Rows from a dataset for labeling boxes:
__________
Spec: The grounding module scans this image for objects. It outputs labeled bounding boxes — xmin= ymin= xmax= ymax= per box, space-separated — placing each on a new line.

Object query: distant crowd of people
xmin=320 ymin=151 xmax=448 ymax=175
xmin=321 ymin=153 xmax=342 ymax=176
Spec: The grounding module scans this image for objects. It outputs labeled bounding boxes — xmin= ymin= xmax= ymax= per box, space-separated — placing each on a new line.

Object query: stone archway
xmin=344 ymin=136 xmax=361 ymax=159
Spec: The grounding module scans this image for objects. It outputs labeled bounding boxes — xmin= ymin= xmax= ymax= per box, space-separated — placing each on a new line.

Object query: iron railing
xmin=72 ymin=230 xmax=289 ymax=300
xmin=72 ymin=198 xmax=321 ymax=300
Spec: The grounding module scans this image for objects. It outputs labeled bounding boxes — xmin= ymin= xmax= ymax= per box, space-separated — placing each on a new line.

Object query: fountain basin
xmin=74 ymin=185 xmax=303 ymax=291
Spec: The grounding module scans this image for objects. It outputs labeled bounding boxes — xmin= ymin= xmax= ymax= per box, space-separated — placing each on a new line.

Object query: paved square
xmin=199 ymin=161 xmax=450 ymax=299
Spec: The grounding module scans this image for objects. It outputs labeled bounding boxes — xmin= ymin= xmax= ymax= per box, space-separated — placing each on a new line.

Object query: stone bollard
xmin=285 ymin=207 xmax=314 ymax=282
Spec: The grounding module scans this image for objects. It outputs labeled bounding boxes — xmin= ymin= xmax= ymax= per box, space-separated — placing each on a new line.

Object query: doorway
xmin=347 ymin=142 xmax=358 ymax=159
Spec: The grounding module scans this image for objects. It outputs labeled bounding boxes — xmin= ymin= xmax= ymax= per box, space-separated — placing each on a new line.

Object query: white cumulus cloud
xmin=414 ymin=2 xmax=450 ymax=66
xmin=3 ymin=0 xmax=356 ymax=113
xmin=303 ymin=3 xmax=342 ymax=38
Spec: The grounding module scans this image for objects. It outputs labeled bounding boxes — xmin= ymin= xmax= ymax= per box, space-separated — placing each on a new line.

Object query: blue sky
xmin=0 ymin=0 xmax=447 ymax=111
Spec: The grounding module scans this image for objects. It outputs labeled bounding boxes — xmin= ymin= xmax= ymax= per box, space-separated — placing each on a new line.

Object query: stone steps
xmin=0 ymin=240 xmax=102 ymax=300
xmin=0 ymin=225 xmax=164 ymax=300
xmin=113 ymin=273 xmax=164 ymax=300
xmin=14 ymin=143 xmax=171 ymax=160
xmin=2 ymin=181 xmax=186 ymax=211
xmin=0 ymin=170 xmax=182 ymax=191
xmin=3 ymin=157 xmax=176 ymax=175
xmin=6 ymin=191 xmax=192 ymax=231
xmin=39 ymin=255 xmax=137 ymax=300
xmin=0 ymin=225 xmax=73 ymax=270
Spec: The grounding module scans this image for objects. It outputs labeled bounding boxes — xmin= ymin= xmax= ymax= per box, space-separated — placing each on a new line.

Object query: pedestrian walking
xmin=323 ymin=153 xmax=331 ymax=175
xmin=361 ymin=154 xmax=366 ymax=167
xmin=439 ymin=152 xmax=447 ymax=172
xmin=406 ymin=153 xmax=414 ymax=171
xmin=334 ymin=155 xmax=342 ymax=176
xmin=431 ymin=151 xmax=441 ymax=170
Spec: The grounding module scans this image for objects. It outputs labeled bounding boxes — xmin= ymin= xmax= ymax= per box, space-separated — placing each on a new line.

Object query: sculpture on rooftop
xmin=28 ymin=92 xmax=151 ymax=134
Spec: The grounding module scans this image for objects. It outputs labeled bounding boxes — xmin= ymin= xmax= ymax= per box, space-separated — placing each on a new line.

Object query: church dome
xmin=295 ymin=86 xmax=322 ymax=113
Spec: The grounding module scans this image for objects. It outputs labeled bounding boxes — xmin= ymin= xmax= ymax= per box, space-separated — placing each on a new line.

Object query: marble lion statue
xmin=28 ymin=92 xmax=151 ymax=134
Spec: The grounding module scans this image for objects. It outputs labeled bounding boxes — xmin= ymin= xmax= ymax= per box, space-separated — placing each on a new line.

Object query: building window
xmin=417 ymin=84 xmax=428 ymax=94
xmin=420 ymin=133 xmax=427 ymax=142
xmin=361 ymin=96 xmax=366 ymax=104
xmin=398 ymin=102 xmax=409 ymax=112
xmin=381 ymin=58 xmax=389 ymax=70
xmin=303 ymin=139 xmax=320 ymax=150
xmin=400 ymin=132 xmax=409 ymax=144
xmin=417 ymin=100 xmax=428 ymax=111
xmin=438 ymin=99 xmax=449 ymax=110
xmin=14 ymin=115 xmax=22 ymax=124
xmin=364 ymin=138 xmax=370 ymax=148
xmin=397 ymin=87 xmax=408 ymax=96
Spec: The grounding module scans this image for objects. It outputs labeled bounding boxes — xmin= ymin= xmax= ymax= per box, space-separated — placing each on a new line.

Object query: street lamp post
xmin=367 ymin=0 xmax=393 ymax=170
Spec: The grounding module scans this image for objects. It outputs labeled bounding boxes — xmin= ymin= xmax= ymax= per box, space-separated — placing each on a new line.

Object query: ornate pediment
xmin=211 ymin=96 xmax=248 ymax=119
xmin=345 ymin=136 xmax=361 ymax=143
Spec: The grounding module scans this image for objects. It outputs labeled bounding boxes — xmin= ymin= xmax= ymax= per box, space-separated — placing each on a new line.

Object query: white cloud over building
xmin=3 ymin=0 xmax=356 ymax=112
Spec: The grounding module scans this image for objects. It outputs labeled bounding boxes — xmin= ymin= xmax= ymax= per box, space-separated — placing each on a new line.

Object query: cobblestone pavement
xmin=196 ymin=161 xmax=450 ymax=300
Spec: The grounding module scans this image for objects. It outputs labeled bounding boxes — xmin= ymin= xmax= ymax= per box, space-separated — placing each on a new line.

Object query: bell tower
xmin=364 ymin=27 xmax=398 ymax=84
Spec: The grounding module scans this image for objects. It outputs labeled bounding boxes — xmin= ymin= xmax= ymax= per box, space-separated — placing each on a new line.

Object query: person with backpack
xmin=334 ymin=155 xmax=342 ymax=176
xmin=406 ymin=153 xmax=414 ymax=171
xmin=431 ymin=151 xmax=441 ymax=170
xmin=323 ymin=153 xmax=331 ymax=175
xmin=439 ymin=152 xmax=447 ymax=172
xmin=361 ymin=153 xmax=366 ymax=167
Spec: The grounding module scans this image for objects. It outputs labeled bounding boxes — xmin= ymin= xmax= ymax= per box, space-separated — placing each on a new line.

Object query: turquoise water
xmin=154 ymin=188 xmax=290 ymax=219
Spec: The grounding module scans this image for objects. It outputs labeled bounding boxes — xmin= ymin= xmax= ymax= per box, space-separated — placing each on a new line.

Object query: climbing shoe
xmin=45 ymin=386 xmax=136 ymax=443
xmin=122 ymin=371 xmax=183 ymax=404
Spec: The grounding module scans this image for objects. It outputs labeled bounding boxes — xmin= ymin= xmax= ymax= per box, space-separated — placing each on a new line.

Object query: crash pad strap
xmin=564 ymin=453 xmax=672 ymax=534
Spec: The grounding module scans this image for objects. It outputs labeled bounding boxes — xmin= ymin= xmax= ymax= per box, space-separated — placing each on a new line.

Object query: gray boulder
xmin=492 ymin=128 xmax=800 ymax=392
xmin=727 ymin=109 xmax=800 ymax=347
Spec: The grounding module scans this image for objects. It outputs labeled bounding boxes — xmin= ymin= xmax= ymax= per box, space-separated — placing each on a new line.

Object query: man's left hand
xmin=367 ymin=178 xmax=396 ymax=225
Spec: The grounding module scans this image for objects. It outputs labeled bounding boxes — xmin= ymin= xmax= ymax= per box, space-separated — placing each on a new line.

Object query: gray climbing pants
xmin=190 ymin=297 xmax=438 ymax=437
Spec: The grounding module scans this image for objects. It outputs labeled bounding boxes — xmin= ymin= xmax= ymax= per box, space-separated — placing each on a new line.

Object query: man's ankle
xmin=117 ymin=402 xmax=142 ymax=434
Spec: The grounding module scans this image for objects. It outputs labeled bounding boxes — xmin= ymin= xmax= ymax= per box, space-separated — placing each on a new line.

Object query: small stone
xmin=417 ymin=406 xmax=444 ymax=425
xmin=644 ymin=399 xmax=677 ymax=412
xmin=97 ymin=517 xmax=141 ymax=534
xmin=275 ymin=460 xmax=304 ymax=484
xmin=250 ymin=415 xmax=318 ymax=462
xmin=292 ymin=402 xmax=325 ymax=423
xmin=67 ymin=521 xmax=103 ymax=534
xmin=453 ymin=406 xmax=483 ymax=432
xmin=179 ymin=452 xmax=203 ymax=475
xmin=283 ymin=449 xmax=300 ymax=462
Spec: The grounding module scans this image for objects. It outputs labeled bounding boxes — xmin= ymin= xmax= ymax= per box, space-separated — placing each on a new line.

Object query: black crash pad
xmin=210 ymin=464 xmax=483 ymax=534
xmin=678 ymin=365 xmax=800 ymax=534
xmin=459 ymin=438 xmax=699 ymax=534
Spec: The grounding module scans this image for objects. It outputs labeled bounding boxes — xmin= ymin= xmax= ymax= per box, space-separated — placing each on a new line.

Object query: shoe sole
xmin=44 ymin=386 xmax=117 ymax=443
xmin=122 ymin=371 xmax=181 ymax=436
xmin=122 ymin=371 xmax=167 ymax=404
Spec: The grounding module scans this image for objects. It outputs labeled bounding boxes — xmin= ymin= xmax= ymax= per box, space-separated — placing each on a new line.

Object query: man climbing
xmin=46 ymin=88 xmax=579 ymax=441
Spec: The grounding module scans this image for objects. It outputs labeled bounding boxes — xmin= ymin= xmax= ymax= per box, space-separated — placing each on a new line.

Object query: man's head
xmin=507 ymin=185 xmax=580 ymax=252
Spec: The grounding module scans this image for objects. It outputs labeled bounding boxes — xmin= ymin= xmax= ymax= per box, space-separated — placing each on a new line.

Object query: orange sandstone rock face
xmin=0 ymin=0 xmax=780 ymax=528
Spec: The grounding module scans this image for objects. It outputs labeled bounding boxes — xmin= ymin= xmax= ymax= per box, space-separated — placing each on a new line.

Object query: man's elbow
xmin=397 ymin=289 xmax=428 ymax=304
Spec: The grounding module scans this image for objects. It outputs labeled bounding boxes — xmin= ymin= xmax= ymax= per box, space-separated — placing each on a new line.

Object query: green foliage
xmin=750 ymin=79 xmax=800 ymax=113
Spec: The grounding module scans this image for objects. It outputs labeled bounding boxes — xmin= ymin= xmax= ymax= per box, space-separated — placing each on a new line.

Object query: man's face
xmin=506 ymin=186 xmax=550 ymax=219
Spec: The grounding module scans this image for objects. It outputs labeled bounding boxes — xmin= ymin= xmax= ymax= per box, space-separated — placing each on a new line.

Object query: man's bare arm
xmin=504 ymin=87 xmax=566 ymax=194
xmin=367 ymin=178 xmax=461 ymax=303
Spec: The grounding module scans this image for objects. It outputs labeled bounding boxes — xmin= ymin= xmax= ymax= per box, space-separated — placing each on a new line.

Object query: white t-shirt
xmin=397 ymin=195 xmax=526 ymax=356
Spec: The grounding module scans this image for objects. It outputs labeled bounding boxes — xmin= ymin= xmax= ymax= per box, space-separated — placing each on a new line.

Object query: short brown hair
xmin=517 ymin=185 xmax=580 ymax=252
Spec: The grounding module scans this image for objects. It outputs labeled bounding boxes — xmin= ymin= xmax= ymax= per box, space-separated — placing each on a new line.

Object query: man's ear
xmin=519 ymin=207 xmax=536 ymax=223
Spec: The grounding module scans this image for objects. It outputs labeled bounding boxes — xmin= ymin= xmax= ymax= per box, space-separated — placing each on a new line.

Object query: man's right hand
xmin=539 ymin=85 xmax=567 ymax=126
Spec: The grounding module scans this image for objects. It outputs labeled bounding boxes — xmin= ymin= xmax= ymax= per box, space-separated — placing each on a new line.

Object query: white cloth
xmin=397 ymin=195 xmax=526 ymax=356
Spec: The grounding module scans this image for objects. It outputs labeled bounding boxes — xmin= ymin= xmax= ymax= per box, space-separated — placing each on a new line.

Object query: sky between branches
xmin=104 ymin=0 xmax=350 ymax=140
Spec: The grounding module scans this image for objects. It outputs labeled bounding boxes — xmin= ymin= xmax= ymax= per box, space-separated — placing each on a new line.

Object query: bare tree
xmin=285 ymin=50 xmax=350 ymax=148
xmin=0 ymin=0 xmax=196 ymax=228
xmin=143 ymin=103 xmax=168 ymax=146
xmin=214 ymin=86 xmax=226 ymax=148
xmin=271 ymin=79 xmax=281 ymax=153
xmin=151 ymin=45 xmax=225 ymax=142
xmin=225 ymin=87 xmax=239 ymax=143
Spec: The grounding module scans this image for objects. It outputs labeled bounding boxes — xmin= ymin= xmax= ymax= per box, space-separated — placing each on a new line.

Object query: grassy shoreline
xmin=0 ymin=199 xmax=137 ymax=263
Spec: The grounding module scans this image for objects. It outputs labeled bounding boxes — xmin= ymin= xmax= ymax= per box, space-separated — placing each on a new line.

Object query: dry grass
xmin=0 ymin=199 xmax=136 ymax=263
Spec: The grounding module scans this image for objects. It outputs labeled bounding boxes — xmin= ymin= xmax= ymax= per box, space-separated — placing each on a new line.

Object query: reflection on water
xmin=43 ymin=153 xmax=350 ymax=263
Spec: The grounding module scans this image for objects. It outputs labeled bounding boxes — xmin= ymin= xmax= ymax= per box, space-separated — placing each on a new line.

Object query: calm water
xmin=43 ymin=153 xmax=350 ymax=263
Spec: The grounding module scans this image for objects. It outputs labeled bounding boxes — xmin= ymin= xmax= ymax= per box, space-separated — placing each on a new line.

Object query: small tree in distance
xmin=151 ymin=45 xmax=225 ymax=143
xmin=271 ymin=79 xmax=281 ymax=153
__________
● What is expected
Return every line in the rows above that contains the word "crash", matching case exactly.

● Written response
Object query: crash pad strap
Object query: black crash pad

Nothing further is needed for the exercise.